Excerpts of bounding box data
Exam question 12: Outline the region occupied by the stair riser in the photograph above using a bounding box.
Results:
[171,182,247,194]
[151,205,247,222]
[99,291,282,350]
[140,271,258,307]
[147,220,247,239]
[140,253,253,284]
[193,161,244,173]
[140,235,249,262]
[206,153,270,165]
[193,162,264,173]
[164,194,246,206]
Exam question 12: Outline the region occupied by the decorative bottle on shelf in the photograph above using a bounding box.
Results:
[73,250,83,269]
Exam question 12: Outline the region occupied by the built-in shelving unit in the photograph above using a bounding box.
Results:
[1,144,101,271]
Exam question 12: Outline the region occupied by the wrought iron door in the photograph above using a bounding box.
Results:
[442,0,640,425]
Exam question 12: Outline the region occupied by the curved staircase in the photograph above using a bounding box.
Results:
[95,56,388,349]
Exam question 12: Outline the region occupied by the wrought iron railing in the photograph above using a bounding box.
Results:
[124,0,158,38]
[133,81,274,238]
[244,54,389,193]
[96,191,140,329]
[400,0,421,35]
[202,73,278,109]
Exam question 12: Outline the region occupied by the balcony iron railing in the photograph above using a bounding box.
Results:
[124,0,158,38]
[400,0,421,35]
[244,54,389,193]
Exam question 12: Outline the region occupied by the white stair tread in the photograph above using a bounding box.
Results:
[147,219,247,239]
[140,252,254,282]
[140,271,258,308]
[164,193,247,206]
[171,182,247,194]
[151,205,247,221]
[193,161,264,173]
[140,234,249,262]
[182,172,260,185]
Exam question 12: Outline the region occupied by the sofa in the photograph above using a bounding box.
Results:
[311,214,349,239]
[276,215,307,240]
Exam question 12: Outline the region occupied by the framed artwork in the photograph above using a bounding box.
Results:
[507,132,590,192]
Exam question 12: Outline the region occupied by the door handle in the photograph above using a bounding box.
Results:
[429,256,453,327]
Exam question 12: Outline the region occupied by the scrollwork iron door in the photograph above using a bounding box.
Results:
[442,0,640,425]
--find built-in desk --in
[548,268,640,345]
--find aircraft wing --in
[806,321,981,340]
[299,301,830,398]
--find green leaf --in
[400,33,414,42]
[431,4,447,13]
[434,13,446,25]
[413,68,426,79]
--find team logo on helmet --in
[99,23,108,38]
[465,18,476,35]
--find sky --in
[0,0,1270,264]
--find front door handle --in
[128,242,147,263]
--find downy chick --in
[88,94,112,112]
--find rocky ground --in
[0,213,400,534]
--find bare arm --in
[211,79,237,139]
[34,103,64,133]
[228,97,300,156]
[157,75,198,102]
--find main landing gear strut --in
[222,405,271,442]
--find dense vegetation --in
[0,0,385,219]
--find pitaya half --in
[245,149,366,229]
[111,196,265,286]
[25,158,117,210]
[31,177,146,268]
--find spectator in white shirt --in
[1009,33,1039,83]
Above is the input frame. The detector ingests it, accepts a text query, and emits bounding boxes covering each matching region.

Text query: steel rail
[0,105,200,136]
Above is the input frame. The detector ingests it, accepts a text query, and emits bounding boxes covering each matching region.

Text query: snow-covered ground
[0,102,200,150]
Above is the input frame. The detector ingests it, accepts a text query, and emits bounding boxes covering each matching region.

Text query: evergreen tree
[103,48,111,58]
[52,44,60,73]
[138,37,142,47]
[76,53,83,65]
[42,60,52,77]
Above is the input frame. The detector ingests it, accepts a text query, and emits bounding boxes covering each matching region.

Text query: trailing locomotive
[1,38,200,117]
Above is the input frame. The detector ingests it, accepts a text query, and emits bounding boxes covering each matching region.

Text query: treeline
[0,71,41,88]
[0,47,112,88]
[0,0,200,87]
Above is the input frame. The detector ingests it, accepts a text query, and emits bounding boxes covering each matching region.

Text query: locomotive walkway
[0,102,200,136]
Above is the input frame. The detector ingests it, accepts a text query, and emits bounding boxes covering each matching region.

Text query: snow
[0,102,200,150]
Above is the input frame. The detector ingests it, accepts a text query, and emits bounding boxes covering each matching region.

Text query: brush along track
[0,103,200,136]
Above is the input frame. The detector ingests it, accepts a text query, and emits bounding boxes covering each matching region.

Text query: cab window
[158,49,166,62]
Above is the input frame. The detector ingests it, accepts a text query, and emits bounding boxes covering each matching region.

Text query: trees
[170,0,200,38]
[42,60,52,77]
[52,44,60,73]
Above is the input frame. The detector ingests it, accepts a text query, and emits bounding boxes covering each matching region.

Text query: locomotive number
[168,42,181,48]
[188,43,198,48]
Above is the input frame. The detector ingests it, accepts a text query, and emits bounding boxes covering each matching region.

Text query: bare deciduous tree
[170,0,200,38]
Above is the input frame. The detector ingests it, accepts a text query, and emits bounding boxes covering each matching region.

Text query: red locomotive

PROMPT
Render all of the rows above as a numbered list, one line per item, and leave out any blank lines.

RESULT BELOW
1. Exam question 12: Outline the region occupied by the stair riser in the photograph above using a bounding box.
2. Results:
3. [171,182,247,194]
4. [151,205,247,222]
5. [99,291,282,350]
6. [140,271,258,307]
7. [147,220,247,239]
8. [140,253,253,284]
9. [193,161,244,173]
10. [140,235,249,262]
11. [206,153,270,165]
12. [193,162,264,173]
13. [164,194,246,206]
14. Exam question 12: Outline the region occupied by the decorative bottle on shelf in the photograph above using a bounding box.
15. Results:
16. [73,250,83,269]
17. Exam question 12: Outline the region occupied by the built-in shelving unit in the photograph above using a bounding box.
18. Results:
19. [1,144,101,271]
20. Exam question 12: Outline the region occupied by the wrought iron door in the photograph above using a bounding box.
21. Results:
22. [442,0,640,425]
23. Exam question 12: Outline the region occupied by the curved staircase in the photograph above using a bounding box.
24. Results:
25. [95,56,388,349]
26. Exam question 12: Outline the region occupied by the wrought iron railing in the photograph above using a bounding box.
27. Results:
28. [124,0,158,38]
29. [133,81,274,238]
30. [244,54,389,193]
31. [96,191,140,329]
32. [400,0,421,35]
33. [202,73,278,109]
34. Exam question 12: Outline the region occupied by the balcony iron railing in the photograph above using a bounding box.
35. Results:
36. [124,0,158,38]
37. [400,0,421,35]
38. [244,54,389,193]
39. Exam question 12: Outline the region occupied by the white stair tread in the photograph above using a bounding box.
40. Results:
41. [147,219,247,239]
42. [140,252,254,282]
43. [140,271,258,308]
44. [164,193,247,206]
45. [171,182,247,194]
46. [151,205,247,221]
47. [193,161,264,173]
48. [140,234,249,262]
49. [182,172,260,185]
50. Exam question 12: Outline the region occupied by the sofa in the photograph above using a bounding box.
51. Results:
52. [311,214,349,239]
53. [276,215,307,240]
54. Exam question 12: Outline the region occupied by the framed artwork in the photograph above using a bounding box.
55. Results:
56. [507,132,590,192]
57. Exam question 12: Outline the region occupied by the door handle in the photograph above using a bounding box.
58. Results:
59. [429,256,453,327]
60. Exam question 12: Outline the region occupied by the scrollwork iron door in the photograph above using a bounding box.
61. Results:
62. [442,0,640,425]
63. --find built-in desk --in
64. [548,268,640,345]
65. --find aircraft wing --in
66. [806,321,981,340]
67. [299,301,830,398]
68. --find green leaf --in
69. [400,33,414,42]
70. [431,4,447,13]
71. [434,13,446,25]
72. [413,68,426,79]
73. --find team logo on helmet --in
74. [99,23,108,38]
75. [465,18,476,35]
76. --find sky --in
77. [0,0,1270,264]
78. --find front door handle --in
79. [128,242,147,263]
80. --find downy chick --in
81. [88,94,112,112]
82. --find rocky ground --in
83. [0,213,400,534]
84. --find bare arm --in
85. [211,79,237,139]
86. [34,103,64,133]
87. [228,97,300,156]
88. [157,75,198,102]
89. --find main landing gear strut --in
90. [222,405,271,442]
91. --find dense vegetation --in
92. [0,0,385,219]
93. --find pitaya half --in
94. [245,149,366,229]
95. [111,196,265,286]
96. [25,158,117,210]
97. [31,177,146,268]
98. --find spectator in white shirt --in
99. [1009,33,1039,83]
100. Above is the input frame. The detector ingests it, accepts a text query, and emits bounding boxes covering each matching region.
101. Text query: steel rail
102. [0,105,200,136]
103. Above is the input frame. The detector ingests it, accepts a text query, and emits bounding boxes covering each matching region.
104. Text query: snow-covered ground
105. [0,102,200,150]
106. Above is the input frame. The detector ingests it, accepts a text query, and emits bounding boxes covering each matching region.
107. Text query: evergreen tree
108. [103,48,111,58]
109. [52,44,60,73]
110. [138,37,142,47]
111. [76,53,83,65]
112. [42,60,52,77]
113. Above is the input frame. The detector ingests it, accepts a text query, and emits bounding boxes covering each matching region.
114. Text query: trailing locomotive
115. [1,38,200,117]
116. Above is the input frame. The detector ingests it, accepts a text query, and emits bounding boxes covering each matching region.
117. Text query: treeline
118. [0,71,41,88]
119. [0,47,112,88]
120. [0,0,200,87]
121. Above is the input frame. The detector ingests it, accepts a text query, and emits bounding boxes covering each matching region.
122. Text query: locomotive walkway
123. [0,102,200,136]
124. Above is the input frame. The detector ingests it, accepts a text query, and emits bounding boxes covering each matching region.
125. Text query: snow
126. [0,102,200,150]
127. Above is the input frame. The detector ingests it, accepts a text query, and emits bounding boxes covering each matching region.
128. Text query: brush along track
129. [0,103,200,136]
130. Above is the input frame. The detector ingests it, accepts a text query, and emits bounding boxes covering each matching region.
131. Text query: cab window
132. [158,49,166,62]
133. Above is the input frame. The detector ingests it, accepts a text query, and emits bounding boxes covering each matching region.
134. Text query: trees
135. [170,0,200,38]
136. [42,60,52,77]
137. [52,44,60,73]
138. Above is the input frame. The detector ingests it, accepts a text query, and emits bounding boxes covering each matching region.
139. Text query: locomotive number
140. [168,42,181,48]
141. [188,43,198,48]
142. Above is the input frame. The detector ingests it, accepts a text query, and emits bounding boxes covering each matching region.
143. Text query: bare deciduous tree
144. [170,0,200,38]
145. Above is the input frame. The detector ingests it, accepts a text query, and emits bounding boxes covering each matching region.
146. Text query: red locomotive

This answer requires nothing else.